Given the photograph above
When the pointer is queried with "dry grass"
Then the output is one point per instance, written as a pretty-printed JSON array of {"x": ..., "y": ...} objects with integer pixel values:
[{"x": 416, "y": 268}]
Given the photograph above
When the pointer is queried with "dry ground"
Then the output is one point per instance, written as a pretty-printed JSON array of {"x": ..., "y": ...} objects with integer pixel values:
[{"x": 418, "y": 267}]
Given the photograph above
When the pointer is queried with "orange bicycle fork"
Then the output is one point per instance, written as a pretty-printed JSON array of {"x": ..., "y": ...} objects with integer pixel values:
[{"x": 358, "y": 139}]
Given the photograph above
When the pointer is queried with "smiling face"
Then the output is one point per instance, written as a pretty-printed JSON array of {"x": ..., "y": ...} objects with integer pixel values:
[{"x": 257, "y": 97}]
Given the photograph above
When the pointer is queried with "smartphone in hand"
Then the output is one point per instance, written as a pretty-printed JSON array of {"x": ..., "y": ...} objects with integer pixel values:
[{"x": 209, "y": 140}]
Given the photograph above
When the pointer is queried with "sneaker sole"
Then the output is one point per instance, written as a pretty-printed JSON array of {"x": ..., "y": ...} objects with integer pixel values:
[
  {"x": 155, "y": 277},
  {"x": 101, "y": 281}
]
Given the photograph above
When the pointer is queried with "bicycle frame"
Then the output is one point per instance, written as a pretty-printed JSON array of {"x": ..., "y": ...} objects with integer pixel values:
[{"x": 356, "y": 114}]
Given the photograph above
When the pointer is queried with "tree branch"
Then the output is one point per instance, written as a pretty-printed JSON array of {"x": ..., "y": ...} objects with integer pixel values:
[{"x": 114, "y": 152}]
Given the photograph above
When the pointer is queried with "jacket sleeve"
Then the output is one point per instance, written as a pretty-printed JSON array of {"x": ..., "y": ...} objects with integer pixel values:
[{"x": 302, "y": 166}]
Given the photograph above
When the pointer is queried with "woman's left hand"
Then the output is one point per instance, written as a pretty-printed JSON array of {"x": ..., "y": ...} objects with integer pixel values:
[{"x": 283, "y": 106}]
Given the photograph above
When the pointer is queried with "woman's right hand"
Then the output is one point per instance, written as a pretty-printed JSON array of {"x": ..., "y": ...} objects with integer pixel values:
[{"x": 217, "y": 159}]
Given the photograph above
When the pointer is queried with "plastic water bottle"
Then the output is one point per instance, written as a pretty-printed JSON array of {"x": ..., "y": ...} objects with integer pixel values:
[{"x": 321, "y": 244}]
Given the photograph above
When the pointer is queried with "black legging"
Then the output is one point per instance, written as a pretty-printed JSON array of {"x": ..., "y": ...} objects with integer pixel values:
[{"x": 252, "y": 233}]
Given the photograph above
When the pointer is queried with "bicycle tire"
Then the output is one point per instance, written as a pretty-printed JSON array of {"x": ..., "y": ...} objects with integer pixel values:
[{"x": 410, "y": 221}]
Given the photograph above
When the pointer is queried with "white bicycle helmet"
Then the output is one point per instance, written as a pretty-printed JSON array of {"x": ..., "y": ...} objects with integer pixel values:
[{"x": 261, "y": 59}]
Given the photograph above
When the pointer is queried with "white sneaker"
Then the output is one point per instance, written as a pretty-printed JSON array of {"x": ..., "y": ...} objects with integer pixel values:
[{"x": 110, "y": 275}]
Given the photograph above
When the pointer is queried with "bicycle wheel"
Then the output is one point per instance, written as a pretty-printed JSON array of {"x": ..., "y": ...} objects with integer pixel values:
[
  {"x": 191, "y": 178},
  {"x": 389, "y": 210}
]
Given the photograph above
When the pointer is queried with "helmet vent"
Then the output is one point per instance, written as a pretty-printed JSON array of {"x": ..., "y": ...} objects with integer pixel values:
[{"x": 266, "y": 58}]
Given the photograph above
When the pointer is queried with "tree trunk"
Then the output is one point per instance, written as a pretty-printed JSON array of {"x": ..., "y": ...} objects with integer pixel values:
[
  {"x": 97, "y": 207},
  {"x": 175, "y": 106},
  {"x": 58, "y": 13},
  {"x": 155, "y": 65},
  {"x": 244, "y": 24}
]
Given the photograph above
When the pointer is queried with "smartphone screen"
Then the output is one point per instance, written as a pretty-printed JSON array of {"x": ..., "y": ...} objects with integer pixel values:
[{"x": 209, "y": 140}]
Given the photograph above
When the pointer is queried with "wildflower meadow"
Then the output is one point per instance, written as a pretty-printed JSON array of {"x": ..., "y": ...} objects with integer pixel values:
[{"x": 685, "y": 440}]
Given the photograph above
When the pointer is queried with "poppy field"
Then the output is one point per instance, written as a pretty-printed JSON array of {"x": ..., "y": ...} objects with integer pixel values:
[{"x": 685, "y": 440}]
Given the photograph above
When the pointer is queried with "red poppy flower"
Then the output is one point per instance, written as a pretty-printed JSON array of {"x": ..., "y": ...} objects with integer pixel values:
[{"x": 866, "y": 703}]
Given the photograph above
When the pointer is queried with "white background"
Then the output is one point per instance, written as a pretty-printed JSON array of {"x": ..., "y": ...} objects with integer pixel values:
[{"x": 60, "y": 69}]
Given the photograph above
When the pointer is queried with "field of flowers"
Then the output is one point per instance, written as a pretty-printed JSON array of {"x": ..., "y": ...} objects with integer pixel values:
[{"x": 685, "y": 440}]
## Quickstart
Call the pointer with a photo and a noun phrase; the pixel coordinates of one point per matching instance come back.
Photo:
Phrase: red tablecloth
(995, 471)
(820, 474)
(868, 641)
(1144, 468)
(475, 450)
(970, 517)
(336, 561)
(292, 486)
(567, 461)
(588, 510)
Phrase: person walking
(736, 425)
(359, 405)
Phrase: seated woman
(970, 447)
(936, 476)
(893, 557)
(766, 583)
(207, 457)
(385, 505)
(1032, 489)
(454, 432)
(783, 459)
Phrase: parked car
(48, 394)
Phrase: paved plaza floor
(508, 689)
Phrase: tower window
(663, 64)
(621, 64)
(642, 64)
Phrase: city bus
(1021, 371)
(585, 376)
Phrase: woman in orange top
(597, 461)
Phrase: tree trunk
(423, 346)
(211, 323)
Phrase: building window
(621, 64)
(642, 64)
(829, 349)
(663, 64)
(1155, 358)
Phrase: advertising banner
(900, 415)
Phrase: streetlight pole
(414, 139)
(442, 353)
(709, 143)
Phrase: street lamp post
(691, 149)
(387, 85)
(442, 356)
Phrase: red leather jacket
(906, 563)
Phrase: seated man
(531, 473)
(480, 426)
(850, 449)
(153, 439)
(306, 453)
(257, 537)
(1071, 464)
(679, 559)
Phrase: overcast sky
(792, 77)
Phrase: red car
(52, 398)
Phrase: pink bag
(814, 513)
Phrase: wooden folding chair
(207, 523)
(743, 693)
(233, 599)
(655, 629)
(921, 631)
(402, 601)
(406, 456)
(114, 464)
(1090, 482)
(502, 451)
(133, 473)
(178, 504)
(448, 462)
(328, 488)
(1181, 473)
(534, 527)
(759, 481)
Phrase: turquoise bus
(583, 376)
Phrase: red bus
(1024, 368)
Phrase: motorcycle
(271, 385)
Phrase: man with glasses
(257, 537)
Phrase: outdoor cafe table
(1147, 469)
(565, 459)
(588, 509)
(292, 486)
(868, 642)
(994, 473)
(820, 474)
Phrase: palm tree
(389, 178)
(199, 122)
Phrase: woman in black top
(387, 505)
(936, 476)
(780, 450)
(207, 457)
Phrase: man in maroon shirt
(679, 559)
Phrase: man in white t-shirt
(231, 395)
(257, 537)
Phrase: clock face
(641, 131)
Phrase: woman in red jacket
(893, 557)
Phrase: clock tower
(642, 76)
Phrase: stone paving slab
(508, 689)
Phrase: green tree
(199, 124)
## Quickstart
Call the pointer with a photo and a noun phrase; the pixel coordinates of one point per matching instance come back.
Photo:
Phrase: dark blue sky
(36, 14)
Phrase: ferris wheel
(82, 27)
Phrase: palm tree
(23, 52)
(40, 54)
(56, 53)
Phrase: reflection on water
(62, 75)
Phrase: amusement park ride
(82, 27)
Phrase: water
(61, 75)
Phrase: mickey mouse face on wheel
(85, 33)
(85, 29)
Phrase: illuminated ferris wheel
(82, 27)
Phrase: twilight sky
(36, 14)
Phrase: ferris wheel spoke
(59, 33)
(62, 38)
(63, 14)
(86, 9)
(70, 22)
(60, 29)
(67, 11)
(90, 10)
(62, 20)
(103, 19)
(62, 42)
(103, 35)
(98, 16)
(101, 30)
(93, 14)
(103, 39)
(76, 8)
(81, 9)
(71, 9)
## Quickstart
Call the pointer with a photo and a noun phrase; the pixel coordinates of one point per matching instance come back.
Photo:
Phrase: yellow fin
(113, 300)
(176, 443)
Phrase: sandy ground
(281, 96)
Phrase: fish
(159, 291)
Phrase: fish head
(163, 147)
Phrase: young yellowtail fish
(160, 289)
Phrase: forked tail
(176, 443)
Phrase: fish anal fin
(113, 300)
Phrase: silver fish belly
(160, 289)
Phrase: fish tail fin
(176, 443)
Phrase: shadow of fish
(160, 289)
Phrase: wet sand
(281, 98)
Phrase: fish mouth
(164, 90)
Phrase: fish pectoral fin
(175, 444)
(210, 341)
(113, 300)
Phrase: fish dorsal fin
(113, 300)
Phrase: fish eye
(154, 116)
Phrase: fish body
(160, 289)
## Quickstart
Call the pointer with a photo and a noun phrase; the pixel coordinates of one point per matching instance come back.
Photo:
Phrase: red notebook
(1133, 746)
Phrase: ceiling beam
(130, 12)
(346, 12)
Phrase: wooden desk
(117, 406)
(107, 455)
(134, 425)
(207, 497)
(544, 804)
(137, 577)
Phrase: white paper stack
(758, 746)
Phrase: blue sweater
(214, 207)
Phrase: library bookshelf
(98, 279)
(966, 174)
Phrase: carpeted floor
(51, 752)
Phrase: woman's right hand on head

## [ACTIVITY]
Only the lines that contain the string "hand" should be copied from the entries above.

## [REPLY TO THE TASK]
When the pointer is queried with "smartphone in hand"
When the pointer is queried with "woman's left hand"
When the pointer is queried with "woman's right hand"
Phrase: woman's right hand on head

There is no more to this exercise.